> [Text passage]:
UV Transmission in ballast water management
What is UV transmission?
UV-T is a measure of the capability of UV light to penetrate water. When the UV-T is high, close to 100%, the water is very clear and the UV light can penetrate deep into the water. On the other hand, when the UV-T is low, the water is very unclear and the UV light can only penetrate a limited distance into the water.
Clearly, the UV-T of the water to be treated is of utmost importance. To kill or render an organism nonviable, a certain UV dose is required, and the applied UV dose is directly proportional with the UV intensity. Therefore, when the UV-T is low, significantly more UV power is needed to treat the water according to the required discharge standards.
Limitations of Ballast Water Management Systems
It should be acknowledged that all BWMS have limitations. Typically, chemical systems (e.g. electrochlorination) have limitations related to the salinity of the water to be treated, its temperature or the amount of organic material contained in the water; whereas UV based BWMS have limitations with regard to the UV transmission of the water to be treated.

> [Tasks to perform]:
1 – Decide whether each statement below agrees with the passage on UV transmission in ballast water management, answering yes or no and quoting the words from the passage that settle it. (a) Water with a UV-T close to 100% is very clear. (b) The applied UV dose is inversely proportional to the UV intensity. (c) Chemical systems such as electrochlorination have limitations related to the UV transmission of the water to be treated.
2 – Write the next part of the passage on UV transmission in ballast water management, starting after its last sentence.

> [Material]:
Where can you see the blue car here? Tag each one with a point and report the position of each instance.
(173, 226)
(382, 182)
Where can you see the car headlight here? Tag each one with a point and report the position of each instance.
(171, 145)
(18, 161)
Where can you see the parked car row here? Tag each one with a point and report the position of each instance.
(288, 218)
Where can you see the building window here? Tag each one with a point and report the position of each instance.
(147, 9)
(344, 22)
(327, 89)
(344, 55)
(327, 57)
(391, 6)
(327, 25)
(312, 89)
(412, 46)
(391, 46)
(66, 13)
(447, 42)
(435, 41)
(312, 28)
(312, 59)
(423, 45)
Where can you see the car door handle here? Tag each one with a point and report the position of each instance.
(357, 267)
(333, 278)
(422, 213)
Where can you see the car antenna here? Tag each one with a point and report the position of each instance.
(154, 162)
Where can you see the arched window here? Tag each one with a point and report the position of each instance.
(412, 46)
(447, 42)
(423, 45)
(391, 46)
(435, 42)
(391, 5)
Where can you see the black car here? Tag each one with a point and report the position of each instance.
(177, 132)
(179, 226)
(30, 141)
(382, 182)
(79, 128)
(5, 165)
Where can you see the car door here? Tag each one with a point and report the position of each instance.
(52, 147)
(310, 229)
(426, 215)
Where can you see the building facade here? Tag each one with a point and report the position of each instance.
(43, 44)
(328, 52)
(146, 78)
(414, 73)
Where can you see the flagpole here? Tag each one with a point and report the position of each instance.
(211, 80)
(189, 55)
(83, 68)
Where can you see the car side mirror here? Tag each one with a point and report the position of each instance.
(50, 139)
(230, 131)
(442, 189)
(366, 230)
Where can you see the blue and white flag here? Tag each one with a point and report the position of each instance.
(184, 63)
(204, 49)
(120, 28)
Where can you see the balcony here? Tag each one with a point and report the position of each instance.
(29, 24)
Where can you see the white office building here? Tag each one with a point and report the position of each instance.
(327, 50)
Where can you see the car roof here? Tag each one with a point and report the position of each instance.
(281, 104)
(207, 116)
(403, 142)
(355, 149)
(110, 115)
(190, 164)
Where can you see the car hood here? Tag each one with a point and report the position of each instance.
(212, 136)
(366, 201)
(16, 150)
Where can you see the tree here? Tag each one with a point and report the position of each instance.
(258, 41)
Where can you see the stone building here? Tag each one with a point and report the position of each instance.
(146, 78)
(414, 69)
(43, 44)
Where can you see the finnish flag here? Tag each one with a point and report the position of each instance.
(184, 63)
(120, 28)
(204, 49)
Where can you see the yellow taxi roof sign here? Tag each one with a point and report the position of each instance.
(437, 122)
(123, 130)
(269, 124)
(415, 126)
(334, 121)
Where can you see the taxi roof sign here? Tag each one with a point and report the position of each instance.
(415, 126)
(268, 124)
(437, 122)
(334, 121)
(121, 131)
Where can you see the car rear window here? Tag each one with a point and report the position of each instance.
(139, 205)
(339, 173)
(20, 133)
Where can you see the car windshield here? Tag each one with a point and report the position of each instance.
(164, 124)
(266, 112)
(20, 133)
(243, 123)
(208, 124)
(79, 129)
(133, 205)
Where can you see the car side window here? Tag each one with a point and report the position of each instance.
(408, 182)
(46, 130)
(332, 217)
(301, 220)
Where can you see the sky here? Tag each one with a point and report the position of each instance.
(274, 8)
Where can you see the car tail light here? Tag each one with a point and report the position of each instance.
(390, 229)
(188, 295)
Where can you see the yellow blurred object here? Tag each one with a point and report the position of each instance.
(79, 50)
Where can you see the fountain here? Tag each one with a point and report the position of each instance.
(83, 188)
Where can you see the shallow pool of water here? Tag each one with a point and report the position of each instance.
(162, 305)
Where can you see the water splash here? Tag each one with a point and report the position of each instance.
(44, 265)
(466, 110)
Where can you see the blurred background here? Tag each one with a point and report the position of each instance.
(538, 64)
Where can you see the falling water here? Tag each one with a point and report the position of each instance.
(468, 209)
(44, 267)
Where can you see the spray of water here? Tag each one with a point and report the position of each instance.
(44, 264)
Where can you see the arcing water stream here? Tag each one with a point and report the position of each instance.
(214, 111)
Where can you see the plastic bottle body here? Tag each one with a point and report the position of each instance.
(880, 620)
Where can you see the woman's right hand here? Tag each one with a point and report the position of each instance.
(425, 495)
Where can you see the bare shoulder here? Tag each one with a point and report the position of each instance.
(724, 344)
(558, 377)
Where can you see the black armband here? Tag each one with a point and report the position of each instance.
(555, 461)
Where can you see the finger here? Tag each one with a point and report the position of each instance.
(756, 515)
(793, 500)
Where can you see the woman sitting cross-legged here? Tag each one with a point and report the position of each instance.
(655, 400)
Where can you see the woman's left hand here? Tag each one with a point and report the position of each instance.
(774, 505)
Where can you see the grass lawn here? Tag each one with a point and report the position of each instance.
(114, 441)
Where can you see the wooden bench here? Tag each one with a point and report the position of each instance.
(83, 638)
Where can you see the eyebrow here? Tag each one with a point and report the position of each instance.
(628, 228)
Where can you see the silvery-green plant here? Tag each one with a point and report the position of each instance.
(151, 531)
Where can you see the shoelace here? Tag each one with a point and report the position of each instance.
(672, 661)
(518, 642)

> [Responses per task]:
1 –
(a) Yes: "When the UV-T is high, close to 100%, the water is very clear"
(b) No: "the applied UV dose is directly proportional with the UV intensity"
(c) No: "chemical systems (e.g. electrochlorination) have limitations related to the salinity of the water to be treated, its temperature or the amount of organic material contained in the water"

2 –
In other words, all BWMS have special circumstances under which they cannot be expected to treat the water according to the IMO and USCG discharge standard. The trick for the ship owner is to select a BWMS that will work under normal operational conditions.
UV transmission of Ballast Water
The UV-T found in different ports around the world varies significantly. Some ports are located at river estuaries, which means that the water in the port is fresh water containing high amounts of sediments, organic particles and dissolved organic compounds. This makes the UV-T very low. Other ports are located on islands in the middle of an ocean, and here the UV-T is typically high. In the same port the UV-T can vary from day to day depending on tide, weather (rain and strong wind), and season.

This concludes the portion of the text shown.